Supplied information START

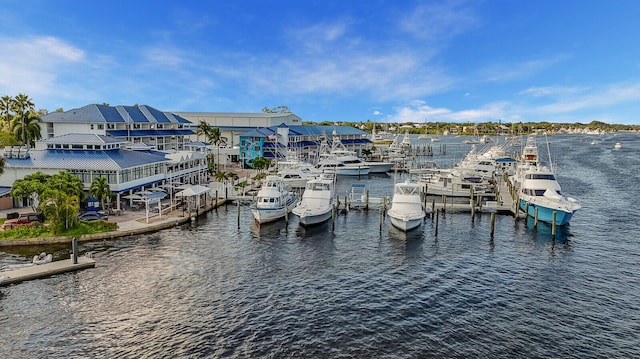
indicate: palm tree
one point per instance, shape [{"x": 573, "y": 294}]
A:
[
  {"x": 6, "y": 108},
  {"x": 100, "y": 189},
  {"x": 203, "y": 129},
  {"x": 27, "y": 127}
]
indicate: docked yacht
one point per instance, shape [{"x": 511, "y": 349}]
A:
[
  {"x": 274, "y": 200},
  {"x": 538, "y": 189},
  {"x": 317, "y": 201},
  {"x": 406, "y": 212}
]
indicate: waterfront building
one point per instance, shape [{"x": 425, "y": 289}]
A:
[
  {"x": 89, "y": 156},
  {"x": 276, "y": 141},
  {"x": 139, "y": 126},
  {"x": 232, "y": 124}
]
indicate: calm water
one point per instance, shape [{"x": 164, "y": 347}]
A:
[{"x": 214, "y": 289}]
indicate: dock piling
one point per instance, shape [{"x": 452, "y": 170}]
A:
[{"x": 74, "y": 250}]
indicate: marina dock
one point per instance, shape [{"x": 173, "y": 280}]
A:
[{"x": 44, "y": 270}]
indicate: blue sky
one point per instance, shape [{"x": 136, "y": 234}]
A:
[{"x": 384, "y": 61}]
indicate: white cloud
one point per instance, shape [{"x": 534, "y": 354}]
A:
[
  {"x": 513, "y": 71},
  {"x": 34, "y": 64},
  {"x": 438, "y": 21},
  {"x": 553, "y": 91}
]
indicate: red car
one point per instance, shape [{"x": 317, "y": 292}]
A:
[{"x": 25, "y": 219}]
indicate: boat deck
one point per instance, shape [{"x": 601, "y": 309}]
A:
[{"x": 44, "y": 270}]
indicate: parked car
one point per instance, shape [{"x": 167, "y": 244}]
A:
[
  {"x": 93, "y": 216},
  {"x": 24, "y": 219}
]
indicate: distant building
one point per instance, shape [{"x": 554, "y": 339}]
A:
[
  {"x": 89, "y": 156},
  {"x": 137, "y": 125},
  {"x": 232, "y": 124},
  {"x": 276, "y": 141}
]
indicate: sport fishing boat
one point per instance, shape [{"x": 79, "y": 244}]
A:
[
  {"x": 406, "y": 212},
  {"x": 539, "y": 190},
  {"x": 274, "y": 200},
  {"x": 317, "y": 201}
]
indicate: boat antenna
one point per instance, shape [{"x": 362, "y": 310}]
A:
[{"x": 549, "y": 154}]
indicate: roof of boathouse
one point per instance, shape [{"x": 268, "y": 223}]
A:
[
  {"x": 96, "y": 113},
  {"x": 305, "y": 131},
  {"x": 84, "y": 158},
  {"x": 81, "y": 139}
]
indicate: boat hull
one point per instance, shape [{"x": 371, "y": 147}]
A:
[
  {"x": 352, "y": 171},
  {"x": 405, "y": 224},
  {"x": 545, "y": 214},
  {"x": 272, "y": 214},
  {"x": 314, "y": 219},
  {"x": 379, "y": 167}
]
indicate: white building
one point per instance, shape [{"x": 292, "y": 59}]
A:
[
  {"x": 137, "y": 125},
  {"x": 232, "y": 124},
  {"x": 88, "y": 156}
]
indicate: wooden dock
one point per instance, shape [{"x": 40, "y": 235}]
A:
[{"x": 44, "y": 270}]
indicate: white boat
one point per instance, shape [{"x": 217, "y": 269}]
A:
[
  {"x": 317, "y": 201},
  {"x": 295, "y": 172},
  {"x": 453, "y": 184},
  {"x": 42, "y": 258},
  {"x": 273, "y": 201},
  {"x": 539, "y": 190},
  {"x": 337, "y": 160},
  {"x": 406, "y": 212}
]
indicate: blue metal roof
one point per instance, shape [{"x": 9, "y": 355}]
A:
[
  {"x": 90, "y": 160},
  {"x": 149, "y": 133},
  {"x": 114, "y": 114},
  {"x": 80, "y": 139},
  {"x": 135, "y": 114},
  {"x": 4, "y": 191},
  {"x": 305, "y": 131}
]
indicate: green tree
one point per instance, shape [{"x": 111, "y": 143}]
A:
[
  {"x": 67, "y": 183},
  {"x": 260, "y": 164},
  {"x": 60, "y": 208},
  {"x": 30, "y": 187},
  {"x": 6, "y": 110},
  {"x": 279, "y": 109},
  {"x": 26, "y": 127},
  {"x": 100, "y": 189},
  {"x": 203, "y": 129}
]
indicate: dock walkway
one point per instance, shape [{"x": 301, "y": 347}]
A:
[{"x": 44, "y": 270}]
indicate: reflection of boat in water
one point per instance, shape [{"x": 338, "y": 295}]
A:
[
  {"x": 406, "y": 212},
  {"x": 317, "y": 201},
  {"x": 274, "y": 200},
  {"x": 539, "y": 191},
  {"x": 42, "y": 258}
]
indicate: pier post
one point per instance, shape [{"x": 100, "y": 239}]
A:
[
  {"x": 433, "y": 207},
  {"x": 366, "y": 206},
  {"x": 74, "y": 250},
  {"x": 493, "y": 224},
  {"x": 473, "y": 210},
  {"x": 333, "y": 218}
]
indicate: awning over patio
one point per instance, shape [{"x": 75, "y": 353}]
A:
[{"x": 193, "y": 190}]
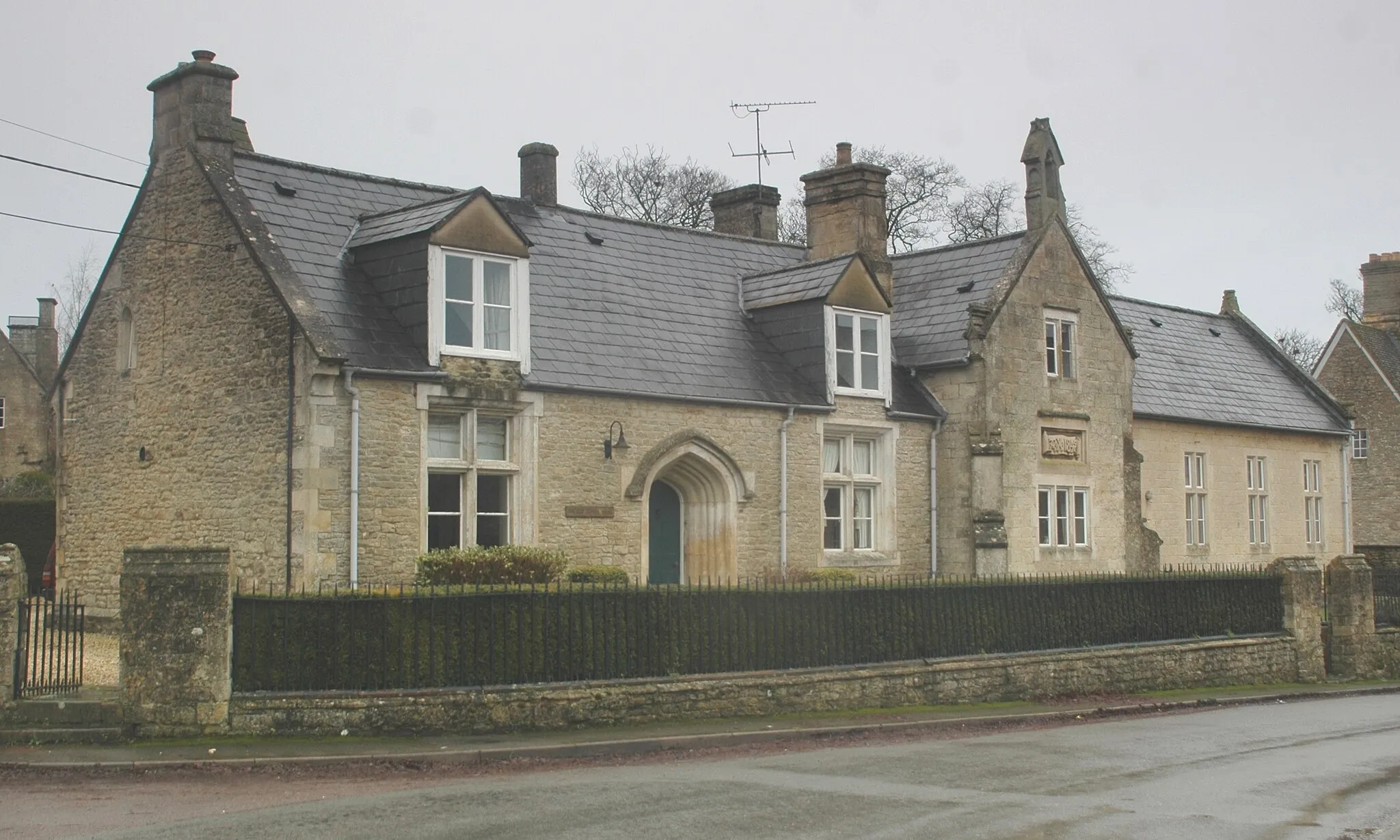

Supplied information END

• _The problem_
Show every line of the data that includes the string "white".

• _Exercise output_
indicate: white cloud
indicate: white building
indicate: white boat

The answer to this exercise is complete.